___ EXCERPT TO READ

I know it doesn't fit the current definition chosen by this forum but some people might consider switching hive bodies a treatment. I will do it as soon as I think it is warm enough to take the hive apart and is not too rainy or windy, which may be today. I'll only do it if there is no brood in the bottom box and the main reason will be so I can replace the bottom deep with a medium. This doesn't seem like a practice that you can do on a timetable. If the weather had cooperated I would have done it a month ago.


----------



## Acebird (Mar 17, 2011)

> Hundreds and thousands of colonies are manipulated daily w/out queens being squashed.


I think that is the difference. When you frequently manipulate the hive the bees don't get a chance to build enough burr comb between the top and bottom frames so they get bound together like one continuous frame.



> How do you know how much honey is in the top deep? Or are you assuming?


Top box:
The first frame was a solid frame of honey on both sides. The next two frames had nothing in them. The last two frames on the south east side had all the bees on them. I didn't get these out yet. The ones in the middle looked to be empty like the second and third frames.

______
___ DATA ROWS

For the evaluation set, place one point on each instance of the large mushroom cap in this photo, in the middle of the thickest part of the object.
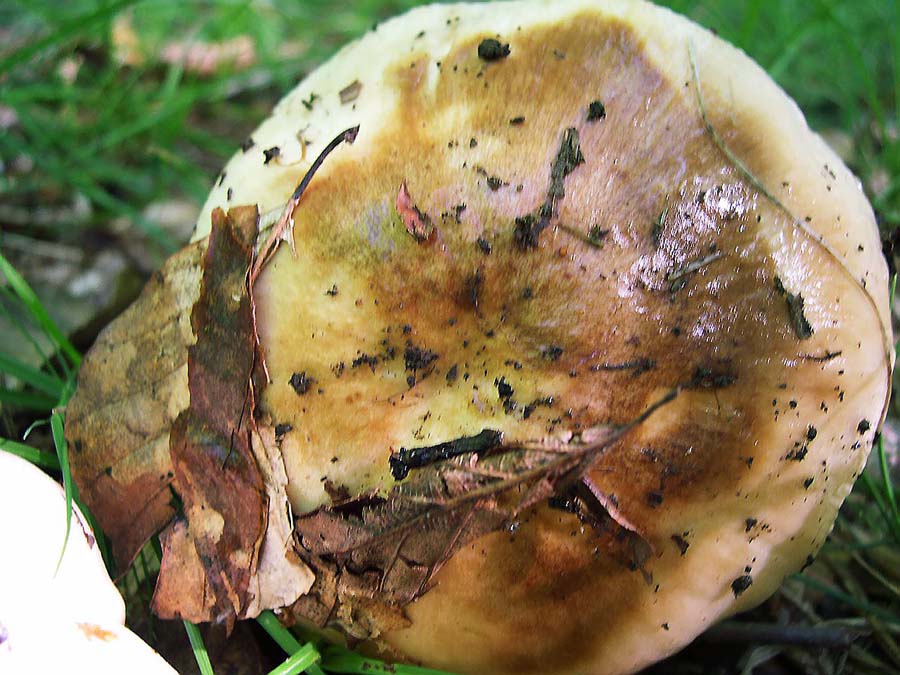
(555, 213)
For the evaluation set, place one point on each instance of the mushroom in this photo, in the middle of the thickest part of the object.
(58, 608)
(573, 227)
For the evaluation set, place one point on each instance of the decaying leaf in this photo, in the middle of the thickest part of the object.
(390, 547)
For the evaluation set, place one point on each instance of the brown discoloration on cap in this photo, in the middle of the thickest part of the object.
(94, 632)
(685, 280)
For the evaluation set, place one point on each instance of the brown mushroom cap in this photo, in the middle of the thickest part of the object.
(735, 256)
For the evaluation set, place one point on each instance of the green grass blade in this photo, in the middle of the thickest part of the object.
(42, 459)
(203, 662)
(890, 497)
(338, 660)
(860, 605)
(26, 400)
(36, 309)
(65, 31)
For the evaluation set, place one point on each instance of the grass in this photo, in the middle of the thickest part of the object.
(92, 116)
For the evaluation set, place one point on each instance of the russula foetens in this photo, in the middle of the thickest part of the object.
(59, 611)
(557, 219)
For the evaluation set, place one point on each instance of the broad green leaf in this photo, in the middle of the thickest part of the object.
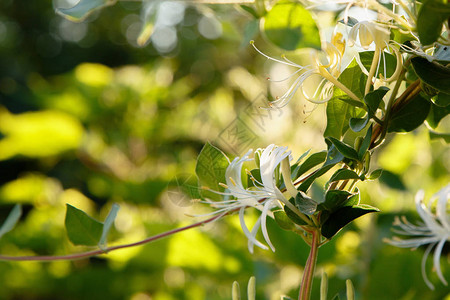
(339, 109)
(83, 9)
(344, 215)
(307, 183)
(344, 174)
(305, 205)
(292, 215)
(358, 124)
(409, 116)
(210, 169)
(290, 26)
(436, 114)
(365, 144)
(283, 220)
(107, 225)
(349, 22)
(389, 60)
(344, 149)
(373, 100)
(392, 180)
(430, 20)
(251, 29)
(333, 154)
(432, 73)
(334, 199)
(11, 220)
(312, 161)
(375, 174)
(81, 228)
(437, 135)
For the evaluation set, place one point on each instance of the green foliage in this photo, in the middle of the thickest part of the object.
(432, 15)
(339, 111)
(410, 116)
(344, 215)
(210, 169)
(432, 73)
(290, 26)
(387, 65)
(81, 228)
(11, 220)
(83, 9)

______

STATED TASK:
Continue the forum thread on swapping hive bodies, starting right after its last sentence. These lines are separate material and have no connection to the forum thread.

FINAL ANSWER:
When I finally did get the three frames out the burr comb was loaded with honey and oozed down into the bottom box. Judging on how hard it was to get the individual frames free I doubt that I could just pry the two boxes apart to take the whole top box at once. And what if one or two of the frames in the bottom box come up with it. I am not about to shear the top box from the bottom because if the queen is there she is surely a goner. And I doubt if I can get a queen now on short notice.


----------



## Solomon Parker (Dec 21, 2002)

Acebird said:


> I doubt if I can get a queen now on short notice.


Did you know that the bees are capable of making their own queen in an emergency situation?


----------



## Acebird (Mar 17, 2011)

> I'll only do it if there is no brood in the bottom box and the main reason will be so I can replace the bottom deep with a medium.


Thanks for the reply John but now I have to ask why you are replacing the bottom deep with a medium? My goal was to replace the top deep with a medium so I would have two hives in the future with one deep on the bottom and the rest all mediums.


----------



## Acebird (Mar 17, 2011)

> Did you know that the bees are capable of making their own queen in an emergency situation?


Yes, but at this point I would rate the hive as weak and it is my only hive so I have no way of adding any brood or nurse bees. Also, some say that emergency queens are weak themselves. I would like to get a swarm but I don't know what I am doing there either.


----------



## Solomon Parker (Dec 21, 2002)

Acebird said:


> Also, some say that emergency queens are weak themselves.


Who? Some also consistently produce queens this way. I can provide a name or two if you like.


----------



## JohnAllen (Jul 2, 2010)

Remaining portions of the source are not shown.